[Material provided]
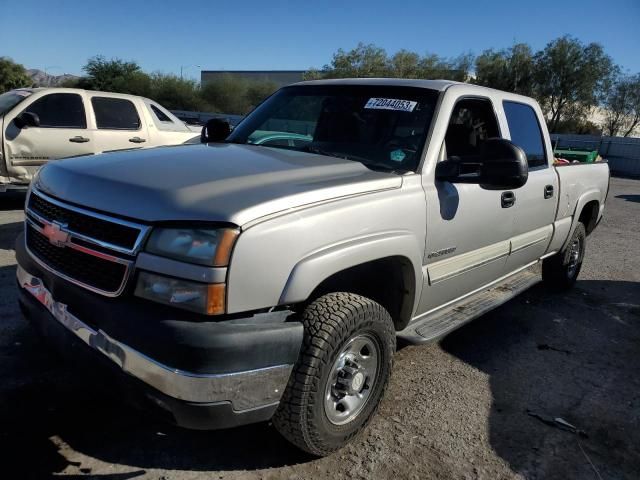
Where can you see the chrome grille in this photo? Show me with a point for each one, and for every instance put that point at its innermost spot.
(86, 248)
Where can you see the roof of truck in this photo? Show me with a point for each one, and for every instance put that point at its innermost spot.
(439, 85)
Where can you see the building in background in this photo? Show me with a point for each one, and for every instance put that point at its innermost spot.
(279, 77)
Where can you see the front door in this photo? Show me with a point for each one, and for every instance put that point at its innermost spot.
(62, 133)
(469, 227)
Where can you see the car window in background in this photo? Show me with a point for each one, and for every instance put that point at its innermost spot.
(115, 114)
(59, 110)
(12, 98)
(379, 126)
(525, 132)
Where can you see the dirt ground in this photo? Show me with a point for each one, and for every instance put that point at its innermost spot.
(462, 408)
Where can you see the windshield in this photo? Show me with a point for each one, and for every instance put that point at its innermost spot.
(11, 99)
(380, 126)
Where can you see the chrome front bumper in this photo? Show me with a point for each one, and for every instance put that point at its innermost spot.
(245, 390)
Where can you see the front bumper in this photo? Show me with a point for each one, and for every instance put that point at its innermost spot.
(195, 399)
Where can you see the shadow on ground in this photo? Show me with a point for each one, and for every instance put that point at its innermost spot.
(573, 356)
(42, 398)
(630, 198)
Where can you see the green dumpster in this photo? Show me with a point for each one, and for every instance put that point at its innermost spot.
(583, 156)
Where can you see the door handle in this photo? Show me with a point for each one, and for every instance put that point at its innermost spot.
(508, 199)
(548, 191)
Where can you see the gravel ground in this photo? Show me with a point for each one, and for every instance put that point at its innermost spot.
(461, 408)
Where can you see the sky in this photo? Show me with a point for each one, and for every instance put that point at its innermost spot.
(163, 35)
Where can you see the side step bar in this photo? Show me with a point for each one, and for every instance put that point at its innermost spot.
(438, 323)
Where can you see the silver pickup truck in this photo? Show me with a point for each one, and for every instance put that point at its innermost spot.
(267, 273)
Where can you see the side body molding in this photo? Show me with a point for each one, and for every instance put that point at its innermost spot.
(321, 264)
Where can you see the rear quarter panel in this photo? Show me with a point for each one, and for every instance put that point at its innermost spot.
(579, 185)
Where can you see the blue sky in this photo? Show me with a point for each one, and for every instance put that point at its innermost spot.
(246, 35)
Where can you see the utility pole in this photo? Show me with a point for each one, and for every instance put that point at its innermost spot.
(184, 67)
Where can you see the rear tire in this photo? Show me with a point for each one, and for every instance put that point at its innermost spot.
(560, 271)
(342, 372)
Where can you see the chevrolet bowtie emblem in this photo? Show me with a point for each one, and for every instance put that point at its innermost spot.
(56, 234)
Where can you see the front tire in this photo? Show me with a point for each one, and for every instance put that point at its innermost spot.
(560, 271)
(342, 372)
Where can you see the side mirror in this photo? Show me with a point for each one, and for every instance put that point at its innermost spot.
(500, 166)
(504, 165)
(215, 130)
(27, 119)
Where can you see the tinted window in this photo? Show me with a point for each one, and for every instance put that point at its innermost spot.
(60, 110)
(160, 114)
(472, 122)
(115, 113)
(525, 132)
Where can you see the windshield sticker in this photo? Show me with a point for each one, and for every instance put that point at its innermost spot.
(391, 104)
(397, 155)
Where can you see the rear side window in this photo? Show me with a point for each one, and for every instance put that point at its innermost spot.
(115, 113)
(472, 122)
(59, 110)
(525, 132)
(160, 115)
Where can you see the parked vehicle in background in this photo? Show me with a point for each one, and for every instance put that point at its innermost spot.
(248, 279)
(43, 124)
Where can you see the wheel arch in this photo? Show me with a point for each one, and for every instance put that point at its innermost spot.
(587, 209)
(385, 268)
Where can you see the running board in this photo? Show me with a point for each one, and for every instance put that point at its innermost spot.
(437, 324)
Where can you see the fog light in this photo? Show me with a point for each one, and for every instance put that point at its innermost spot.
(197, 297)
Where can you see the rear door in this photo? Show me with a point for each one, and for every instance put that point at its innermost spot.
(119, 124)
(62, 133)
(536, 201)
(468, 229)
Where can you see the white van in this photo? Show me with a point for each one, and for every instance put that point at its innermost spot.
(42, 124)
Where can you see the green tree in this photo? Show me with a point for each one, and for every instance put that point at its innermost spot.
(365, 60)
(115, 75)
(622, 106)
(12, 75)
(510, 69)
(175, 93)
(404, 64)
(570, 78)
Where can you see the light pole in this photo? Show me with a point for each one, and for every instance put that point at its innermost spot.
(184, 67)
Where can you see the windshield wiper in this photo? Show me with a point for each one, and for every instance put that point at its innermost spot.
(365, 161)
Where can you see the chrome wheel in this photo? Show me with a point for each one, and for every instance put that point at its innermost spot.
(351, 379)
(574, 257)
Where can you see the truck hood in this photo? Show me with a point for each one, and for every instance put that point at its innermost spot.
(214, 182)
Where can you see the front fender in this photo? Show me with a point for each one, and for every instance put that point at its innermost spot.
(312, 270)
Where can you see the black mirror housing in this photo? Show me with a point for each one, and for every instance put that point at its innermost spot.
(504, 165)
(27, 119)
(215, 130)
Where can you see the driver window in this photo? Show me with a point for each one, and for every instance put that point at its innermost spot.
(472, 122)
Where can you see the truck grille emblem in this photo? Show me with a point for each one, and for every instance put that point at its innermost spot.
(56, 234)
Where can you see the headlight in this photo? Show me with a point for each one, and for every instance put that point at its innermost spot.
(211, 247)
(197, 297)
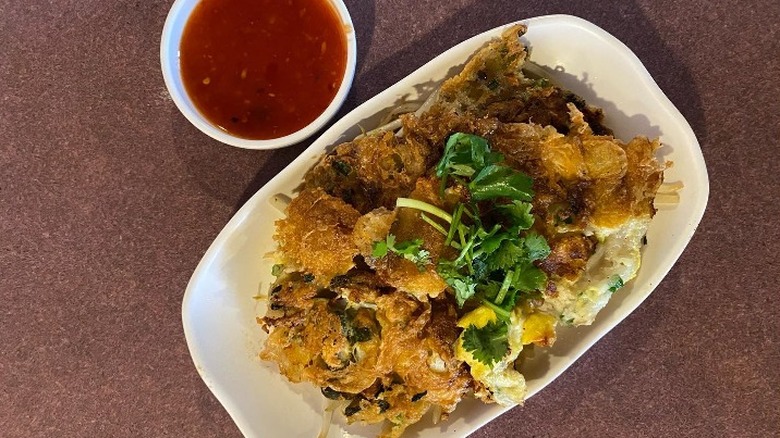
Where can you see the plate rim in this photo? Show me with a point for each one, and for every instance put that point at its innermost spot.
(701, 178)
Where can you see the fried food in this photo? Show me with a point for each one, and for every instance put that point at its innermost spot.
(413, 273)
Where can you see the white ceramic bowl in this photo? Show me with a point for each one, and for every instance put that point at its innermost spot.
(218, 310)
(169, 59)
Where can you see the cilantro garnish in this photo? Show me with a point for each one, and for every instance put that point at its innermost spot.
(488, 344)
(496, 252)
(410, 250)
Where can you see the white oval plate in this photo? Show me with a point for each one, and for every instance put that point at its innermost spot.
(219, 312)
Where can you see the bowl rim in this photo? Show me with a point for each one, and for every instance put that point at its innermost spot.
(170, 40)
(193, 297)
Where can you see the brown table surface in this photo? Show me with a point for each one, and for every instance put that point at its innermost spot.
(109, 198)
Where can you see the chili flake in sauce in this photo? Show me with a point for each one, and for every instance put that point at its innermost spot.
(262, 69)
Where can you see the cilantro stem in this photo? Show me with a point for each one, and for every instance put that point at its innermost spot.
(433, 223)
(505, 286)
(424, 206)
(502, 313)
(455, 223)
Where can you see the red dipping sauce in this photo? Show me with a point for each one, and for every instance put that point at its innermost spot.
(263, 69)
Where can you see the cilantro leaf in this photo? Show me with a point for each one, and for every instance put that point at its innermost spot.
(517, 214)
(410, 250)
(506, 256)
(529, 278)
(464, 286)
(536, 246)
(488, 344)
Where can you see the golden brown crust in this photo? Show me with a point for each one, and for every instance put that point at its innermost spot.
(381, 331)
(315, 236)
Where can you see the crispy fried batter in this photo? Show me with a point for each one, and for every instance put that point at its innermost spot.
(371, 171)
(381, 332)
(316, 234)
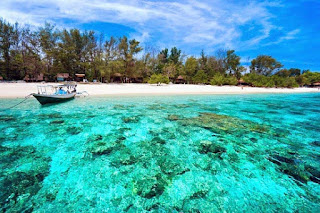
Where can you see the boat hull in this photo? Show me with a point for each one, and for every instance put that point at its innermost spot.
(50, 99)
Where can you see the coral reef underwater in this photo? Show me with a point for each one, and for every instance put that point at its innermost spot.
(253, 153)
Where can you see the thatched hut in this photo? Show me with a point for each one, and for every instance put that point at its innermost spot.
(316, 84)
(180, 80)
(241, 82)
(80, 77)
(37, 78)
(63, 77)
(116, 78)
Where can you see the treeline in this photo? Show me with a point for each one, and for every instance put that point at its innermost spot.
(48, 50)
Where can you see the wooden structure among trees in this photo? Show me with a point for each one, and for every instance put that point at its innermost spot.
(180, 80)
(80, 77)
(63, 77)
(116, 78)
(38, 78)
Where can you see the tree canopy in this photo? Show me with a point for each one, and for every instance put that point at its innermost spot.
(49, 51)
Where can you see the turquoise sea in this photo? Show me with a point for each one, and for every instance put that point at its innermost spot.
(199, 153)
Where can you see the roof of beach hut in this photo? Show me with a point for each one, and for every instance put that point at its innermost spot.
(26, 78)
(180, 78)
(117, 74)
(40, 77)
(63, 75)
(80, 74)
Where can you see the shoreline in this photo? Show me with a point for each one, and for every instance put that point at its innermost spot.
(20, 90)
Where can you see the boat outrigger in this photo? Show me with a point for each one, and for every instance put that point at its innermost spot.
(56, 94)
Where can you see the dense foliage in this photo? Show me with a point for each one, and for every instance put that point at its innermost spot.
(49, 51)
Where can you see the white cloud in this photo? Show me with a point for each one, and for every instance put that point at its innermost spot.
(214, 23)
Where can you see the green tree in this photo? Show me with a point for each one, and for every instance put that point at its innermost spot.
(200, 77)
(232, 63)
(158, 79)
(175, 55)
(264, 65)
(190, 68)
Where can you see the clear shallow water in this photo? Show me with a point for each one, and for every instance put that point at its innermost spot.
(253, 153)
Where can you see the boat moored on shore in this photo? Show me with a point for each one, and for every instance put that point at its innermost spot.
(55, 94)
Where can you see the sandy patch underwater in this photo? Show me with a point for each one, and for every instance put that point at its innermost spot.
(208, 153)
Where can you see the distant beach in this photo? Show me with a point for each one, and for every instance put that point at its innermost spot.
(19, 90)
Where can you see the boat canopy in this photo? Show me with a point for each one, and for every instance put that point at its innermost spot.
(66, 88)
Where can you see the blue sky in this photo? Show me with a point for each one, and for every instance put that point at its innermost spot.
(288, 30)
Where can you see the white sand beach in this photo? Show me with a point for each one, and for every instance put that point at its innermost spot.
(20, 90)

[What is asked] Beginning at the line where "Where can you see the clear" appears, extract each line through the end of the data above; keep them exact and include nothing else.

[Reply]
Where can you see the clear shallow water in this photo? Show me with a point for each one, and for every instance put that point at its innermost spot.
(253, 153)
Where can you see the boat moored on shore in this photo? Show me with a point for each one, and for every instance put that point at its innermost spot.
(55, 94)
Where can you see the sandy patch underwater in this photo? Show me with a point for each one, and for every instance put that point at its innermost spot.
(208, 153)
Where can you see the distant beach in this photo? Show me with a point for each one, and for every instance put that point at its innermost spot.
(19, 90)
Where can you see the boat canopy in this photo? Show me with a point for each one, and for every instance put that point at its innermost spot.
(66, 88)
Where can you see the blue sky in this photo? Show me with a point for each one, and for every instance put that point at its innermost spot.
(288, 30)
Where can you see the white sand beach in this photo? Show me with a point for each one, and for every instance put that point at its innermost spot.
(20, 90)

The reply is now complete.